WORK TO DO>
Rename "Target" to "Object" everywhere in the lines below, and reproduce the lines with no other change.

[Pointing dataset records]

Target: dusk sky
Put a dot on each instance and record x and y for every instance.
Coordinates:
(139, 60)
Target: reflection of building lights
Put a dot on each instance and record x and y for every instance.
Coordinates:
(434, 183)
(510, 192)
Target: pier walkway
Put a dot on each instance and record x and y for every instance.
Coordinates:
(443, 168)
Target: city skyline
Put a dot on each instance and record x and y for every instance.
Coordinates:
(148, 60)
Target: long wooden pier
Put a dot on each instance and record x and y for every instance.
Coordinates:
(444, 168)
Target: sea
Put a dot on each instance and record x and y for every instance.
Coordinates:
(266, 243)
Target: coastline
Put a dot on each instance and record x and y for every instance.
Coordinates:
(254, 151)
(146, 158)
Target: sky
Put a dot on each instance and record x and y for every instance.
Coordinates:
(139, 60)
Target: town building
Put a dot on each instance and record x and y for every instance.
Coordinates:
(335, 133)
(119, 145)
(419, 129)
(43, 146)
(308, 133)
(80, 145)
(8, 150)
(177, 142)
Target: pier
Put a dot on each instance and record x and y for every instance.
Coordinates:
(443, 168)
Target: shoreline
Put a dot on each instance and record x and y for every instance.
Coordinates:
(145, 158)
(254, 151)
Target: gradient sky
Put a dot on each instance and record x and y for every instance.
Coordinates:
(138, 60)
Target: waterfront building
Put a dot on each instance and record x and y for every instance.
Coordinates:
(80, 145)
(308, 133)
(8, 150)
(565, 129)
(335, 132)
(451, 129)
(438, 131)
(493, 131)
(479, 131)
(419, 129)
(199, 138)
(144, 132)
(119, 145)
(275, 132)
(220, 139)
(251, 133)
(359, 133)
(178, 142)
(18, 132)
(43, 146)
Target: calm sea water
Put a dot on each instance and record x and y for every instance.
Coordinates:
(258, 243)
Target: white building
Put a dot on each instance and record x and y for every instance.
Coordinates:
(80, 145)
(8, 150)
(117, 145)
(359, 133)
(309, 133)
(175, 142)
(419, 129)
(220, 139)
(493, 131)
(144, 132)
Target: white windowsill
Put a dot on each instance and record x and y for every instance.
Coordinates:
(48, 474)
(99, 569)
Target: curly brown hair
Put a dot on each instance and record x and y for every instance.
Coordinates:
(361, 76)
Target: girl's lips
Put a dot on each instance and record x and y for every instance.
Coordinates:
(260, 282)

RESULT BELOW>
Object: dusk sky
Put a dot on each instance and record x and y for every instance.
Coordinates:
(139, 60)
Object: reflection of building lights
Put a dot on each instance and record x and y for every instance.
Coordinates:
(434, 183)
(510, 192)
Object: pier walkway
Put a dot on each instance and record x and y for every instance.
Coordinates:
(443, 168)
Object: city skyline
Put a dot on each instance and record x and y for every instance.
Coordinates:
(148, 60)
Object: long wooden pier
Put a dot on each instance and record x and y for every instance.
Coordinates:
(444, 168)
Object: sea
Put a dot on each instance and record x and y for every instance.
Coordinates:
(266, 243)
Object: coastline
Put a dot on each instance and record x and y for every instance.
Coordinates:
(254, 151)
(146, 158)
Object: sky
Put a dot on each instance and record x and y for every instance.
Coordinates:
(139, 60)
Object: town building
Put a dot on each instance and record x and y for every instance.
Coordinates:
(335, 133)
(119, 145)
(419, 129)
(43, 146)
(308, 133)
(80, 145)
(8, 150)
(177, 142)
Object: pier
Put a dot on each instance and record x and y for every instance.
Coordinates:
(443, 168)
Object: shoreline
Put a dot on each instance and record x and y for every instance.
Coordinates:
(145, 158)
(254, 151)
Object: gradient sky
Put a dot on each instance and record x and y for every instance.
Coordinates:
(138, 60)
Object: waterfront building
Put a dot on each instance and record x and y for every instance.
Coordinates:
(80, 145)
(308, 133)
(8, 150)
(565, 129)
(335, 132)
(451, 129)
(438, 131)
(493, 131)
(479, 131)
(419, 129)
(199, 138)
(144, 132)
(119, 145)
(275, 132)
(220, 139)
(251, 133)
(359, 133)
(178, 142)
(18, 132)
(43, 146)
Object: calm sea water
Put a dot on each instance and record x and y for every instance.
Coordinates:
(258, 243)
Object: white building
Put a dot on each instance and record x and y for every instance.
Coordinates:
(80, 145)
(8, 150)
(117, 145)
(359, 133)
(309, 133)
(175, 142)
(419, 129)
(220, 139)
(493, 131)
(144, 132)
Object: white windowsill
Put a dot on each instance and record x and y for every instance.
Coordinates:
(48, 474)
(99, 569)
Object: curly brown hair
Put a dot on each instance and record x and y for every instance.
Coordinates:
(361, 76)
Object: girl's lips
Put a dot on each instance and record x and y for every instance.
Coordinates:
(260, 282)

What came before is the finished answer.